# [Directive]
Extend the article on the 2002 TV movie Mary Christmas, picking up right after its final sentence.

# [Source document]
= = = =

- Genre: Drama Christmas Family
- Written by: Stanley M. Brooks Betty G. Birney
- Directed by: John Schneider
- Starring: John Schneider Cynthia Gibb Jenna Boyd Tom Bosley
- Music by: Joey Newman
- Country of origin: United States
- Original language: English

Production
- Executive producers: Stanley M. Brooks Daniel Grodnik
- Producer: Timothy J. Warenz
- Cinematography: Paul Maibaum
- Editor: Warren Bowman
- Running time: 120 min.
- Production companies: Heartland Entertainment Once Upon a Time Films Paxson Communications Corporation

Original release
- Network: PAX TV
- Release: November 29, 2002

= Mary Christmas (film) =

Mary Christmas is a 2002 American Christmas movie written by Stanley M. Brooks and Betty G. Birney. It was directed by and stars John Schneider. PAX TV (WPXP Channel 67) achieved its highest rated movie ever with the world premiere of "Mary Christmas" on November 29, 2002

==Plot==

Joel Wallace (Schneider), is a widower raising a daughter, Felice (Jenna Boyd). In her Christmas letter to Santa Claus, Felice wishes for a new mother for Christmas. The letter is intercepted by a local news producer who cancels reporter Mary Maloney's vacation and sends her to investigate the Wallace family as a human interest story. Most of the movie deals with Joel's searching for a new wife that will be Felice's mother. Felice is searching for a mother, and Mary Maloney's is wishing for her daughter to be happy, the baby that she gave up nine years earlier; the real Santa Claus poses as a governor who has both letter's to Santa, and grants all of their wishes; The real daughter and mother are reunited as the father is given his old ball mitt he always loved!

= = = =

# [Dataset excerpt]

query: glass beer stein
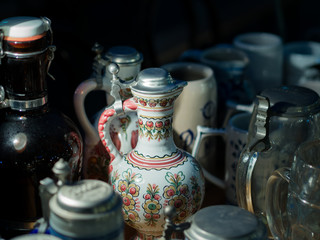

= = = =

# [Exercise result]
==Cast==
- Cynthia Gibb as Mary Maloney
- John Schneider as Joel Wallace
- Jenna Boyd as Felice Wallace
- Renee Ridgeley as Samantha Bruce
- Daniel Roebuck as Mac Reeves
- Tom Bosley as Les Turner
- Kandice Stroh as Monica
- Norm Thoeming as Hal
- Benton Jennings as Dan Charles
- Diane Robin as Rita Jackson
- Diana Holdridge as Charlene Abernathy
- Jeni Austin as Maria Archer (credited as Jeni D. Austin)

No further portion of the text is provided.